任务要求: 请重写从含有“Would you be able to point at the airplane in”的那一行起一直到条目末尾的全部内容，把其中的“airplane”一律改为“aircraft”，其余部分保持不变。
━━ 提取条目 ━━
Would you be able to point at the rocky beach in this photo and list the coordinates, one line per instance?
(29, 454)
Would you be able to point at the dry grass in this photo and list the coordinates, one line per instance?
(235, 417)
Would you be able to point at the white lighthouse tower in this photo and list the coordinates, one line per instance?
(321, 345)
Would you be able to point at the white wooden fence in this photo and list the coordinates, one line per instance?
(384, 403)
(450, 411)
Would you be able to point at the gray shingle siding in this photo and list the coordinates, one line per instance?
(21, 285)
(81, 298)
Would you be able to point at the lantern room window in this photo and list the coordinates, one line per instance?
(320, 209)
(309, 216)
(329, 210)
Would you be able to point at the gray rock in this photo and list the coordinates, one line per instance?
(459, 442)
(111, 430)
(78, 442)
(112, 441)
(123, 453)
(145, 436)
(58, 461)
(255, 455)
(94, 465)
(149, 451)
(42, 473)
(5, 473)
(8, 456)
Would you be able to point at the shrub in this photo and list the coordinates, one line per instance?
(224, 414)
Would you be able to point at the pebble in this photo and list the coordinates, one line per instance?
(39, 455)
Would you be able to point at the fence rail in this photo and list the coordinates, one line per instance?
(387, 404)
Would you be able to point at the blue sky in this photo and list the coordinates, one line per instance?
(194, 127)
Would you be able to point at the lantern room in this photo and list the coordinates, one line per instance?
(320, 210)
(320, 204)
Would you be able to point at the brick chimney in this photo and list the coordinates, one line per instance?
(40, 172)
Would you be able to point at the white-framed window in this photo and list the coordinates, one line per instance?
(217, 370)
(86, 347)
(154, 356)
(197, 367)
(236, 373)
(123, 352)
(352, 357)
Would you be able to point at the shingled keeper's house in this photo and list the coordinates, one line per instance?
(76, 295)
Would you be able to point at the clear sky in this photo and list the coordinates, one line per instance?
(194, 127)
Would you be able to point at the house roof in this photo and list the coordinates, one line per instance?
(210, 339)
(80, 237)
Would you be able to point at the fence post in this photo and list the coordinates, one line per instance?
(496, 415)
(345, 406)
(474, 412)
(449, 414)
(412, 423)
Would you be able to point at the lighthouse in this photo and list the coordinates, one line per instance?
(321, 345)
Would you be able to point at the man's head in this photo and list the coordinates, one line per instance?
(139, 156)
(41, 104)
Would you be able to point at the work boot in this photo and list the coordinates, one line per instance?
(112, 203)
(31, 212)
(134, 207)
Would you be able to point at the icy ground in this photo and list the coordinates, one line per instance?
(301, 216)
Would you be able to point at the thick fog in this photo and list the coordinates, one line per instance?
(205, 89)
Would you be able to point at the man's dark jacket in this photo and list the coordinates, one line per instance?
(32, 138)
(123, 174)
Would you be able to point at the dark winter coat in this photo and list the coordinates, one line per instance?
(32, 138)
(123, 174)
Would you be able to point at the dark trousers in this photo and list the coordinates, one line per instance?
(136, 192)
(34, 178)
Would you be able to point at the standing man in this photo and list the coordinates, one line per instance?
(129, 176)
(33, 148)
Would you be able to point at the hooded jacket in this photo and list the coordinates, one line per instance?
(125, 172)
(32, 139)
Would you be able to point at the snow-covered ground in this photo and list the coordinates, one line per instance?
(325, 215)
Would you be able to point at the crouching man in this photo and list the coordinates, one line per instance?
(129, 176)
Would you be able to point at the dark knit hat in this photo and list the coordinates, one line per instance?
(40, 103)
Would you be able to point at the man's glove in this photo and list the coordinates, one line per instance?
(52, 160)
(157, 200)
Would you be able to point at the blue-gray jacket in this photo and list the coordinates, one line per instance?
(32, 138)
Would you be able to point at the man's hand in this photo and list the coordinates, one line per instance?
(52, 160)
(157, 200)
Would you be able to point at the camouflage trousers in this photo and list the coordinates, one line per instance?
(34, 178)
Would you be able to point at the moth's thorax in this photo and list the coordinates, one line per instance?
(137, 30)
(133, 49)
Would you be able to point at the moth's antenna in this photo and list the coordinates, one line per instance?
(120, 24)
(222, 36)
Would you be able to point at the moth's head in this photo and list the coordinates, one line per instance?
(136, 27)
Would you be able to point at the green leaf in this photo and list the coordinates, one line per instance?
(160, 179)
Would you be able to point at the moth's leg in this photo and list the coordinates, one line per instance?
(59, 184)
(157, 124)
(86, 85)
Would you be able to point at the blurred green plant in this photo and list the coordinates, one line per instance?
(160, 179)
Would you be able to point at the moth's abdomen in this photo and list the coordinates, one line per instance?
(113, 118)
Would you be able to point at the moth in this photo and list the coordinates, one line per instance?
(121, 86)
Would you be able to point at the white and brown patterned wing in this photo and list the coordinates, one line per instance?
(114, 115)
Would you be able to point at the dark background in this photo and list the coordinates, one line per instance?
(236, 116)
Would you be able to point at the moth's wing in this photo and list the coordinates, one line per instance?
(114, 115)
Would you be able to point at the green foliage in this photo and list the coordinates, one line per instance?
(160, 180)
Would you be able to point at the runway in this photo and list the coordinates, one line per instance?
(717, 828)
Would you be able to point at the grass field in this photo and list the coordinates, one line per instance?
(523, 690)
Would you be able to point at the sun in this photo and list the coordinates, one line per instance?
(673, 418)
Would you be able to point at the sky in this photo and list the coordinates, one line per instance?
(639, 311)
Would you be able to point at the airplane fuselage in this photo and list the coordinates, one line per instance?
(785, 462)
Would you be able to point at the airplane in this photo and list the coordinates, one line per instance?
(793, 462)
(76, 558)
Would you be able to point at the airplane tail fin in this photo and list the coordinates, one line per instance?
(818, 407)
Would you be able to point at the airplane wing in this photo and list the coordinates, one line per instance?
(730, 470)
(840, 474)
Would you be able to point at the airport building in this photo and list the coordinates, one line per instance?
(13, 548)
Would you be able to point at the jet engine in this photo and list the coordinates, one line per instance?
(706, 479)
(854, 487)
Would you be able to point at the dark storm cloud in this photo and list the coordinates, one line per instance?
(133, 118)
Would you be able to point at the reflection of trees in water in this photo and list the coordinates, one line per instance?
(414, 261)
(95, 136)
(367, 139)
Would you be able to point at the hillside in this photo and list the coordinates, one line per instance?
━━━
参考答案:
Would you be able to point at the aircraft in this photo and list the coordinates, one line per instance?
(793, 462)
(76, 558)
Would you be able to point at the aircraft tail fin in this photo and list the coordinates, one line per instance?
(818, 407)
Would you be able to point at the aircraft wing in this photo and list the coordinates, one line per instance?
(730, 470)
(840, 474)
Would you be able to point at the airport building in this photo and list the coordinates, one line per instance?
(13, 548)
Would you be able to point at the jet engine in this photo and list the coordinates, one line per instance?
(706, 479)
(854, 487)
Would you be able to point at the dark storm cloud in this photo and list the coordinates, one line per instance?
(133, 118)
Would you be able to point at the reflection of trees in water in this photo and list the coordinates, one line per instance?
(414, 261)
(95, 136)
(367, 139)
Would you be able to point at the hillside in this photo and list the coordinates, one line per instance?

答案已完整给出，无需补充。